**Task details:** Rewrite every line from the first one through the line containing "[378,296,456,425]", both included, requests and all. Scale each box coordinate in the answers by 1.65 and round to whole numbers, with halves rounding up.

**Material provided:**
*-*-*

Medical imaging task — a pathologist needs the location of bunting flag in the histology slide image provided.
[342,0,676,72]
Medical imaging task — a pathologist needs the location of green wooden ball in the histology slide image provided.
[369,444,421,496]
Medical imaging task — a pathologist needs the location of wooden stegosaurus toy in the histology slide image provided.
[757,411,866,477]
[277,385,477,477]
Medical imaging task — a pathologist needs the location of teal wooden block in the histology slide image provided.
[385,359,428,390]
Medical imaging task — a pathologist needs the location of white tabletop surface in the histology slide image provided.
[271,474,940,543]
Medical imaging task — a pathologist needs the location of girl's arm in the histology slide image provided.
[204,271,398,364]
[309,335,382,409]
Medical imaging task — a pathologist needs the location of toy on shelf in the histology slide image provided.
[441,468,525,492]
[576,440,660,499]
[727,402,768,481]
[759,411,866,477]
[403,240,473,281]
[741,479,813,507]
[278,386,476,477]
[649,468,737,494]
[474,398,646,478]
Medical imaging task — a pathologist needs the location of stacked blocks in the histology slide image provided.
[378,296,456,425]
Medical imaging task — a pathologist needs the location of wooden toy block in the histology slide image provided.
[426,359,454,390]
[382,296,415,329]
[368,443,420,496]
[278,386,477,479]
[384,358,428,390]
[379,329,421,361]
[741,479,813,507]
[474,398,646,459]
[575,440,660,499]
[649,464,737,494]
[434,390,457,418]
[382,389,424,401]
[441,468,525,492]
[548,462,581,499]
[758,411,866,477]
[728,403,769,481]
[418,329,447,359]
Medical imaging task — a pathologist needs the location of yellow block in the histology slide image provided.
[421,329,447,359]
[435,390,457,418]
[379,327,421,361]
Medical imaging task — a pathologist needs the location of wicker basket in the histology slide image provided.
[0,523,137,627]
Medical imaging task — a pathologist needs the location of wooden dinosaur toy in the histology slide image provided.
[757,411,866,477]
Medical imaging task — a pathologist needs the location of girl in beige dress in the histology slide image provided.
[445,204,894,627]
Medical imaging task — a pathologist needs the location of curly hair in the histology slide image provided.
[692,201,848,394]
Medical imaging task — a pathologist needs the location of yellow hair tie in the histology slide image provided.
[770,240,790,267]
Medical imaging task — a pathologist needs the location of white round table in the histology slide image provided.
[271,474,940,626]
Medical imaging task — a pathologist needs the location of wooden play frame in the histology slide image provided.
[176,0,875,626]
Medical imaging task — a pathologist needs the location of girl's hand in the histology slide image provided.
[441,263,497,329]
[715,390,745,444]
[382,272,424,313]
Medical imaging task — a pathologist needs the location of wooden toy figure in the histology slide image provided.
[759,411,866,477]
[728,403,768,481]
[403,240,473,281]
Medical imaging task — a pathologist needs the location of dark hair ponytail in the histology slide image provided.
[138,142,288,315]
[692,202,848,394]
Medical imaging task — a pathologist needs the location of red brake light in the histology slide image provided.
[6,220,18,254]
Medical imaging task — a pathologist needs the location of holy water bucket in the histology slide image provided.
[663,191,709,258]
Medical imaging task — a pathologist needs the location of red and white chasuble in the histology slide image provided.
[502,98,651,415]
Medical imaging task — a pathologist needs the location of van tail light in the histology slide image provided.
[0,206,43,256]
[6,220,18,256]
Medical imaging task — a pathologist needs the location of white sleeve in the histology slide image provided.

*-*-*

**Written reply:**
Medical imaging task — a pathologist needs the location of bunting flag in the histology slide image provided.
[564,0,1115,119]
Medical imaging task — a pathologist needs the location of green wooden ball in the histology slide image provided.
[609,733,695,818]
Medical imaging task — a pathologist needs the location of wooden stegosaurus toy in the histology slide image provided.
[1249,678,1429,787]
[457,635,787,787]
Medical imaging task — a pathologist needs the location of teal wooden block in the histology slide image provided.
[635,592,706,644]
Medical imaging task — a pathologist needs the location of white tabletop surface in the histology slide image provided.
[447,782,1551,896]
Medical imaging task — a pathologist needs the location of girl's arm in the histology slide image provided.
[337,447,657,601]
[510,553,630,675]
Medical imaging task — a pathologist needs the location of toy on shelf in the histology slide image provided.
[728,772,866,812]
[950,726,1089,823]
[1200,663,1267,794]
[1252,678,1429,787]
[665,396,780,464]
[1223,790,1341,837]
[459,637,785,787]
[1071,772,1216,815]
[782,657,1066,789]
Medical imaging task — a pathologist needs the location of stacked blocks in the histology slide image provided.
[624,488,752,701]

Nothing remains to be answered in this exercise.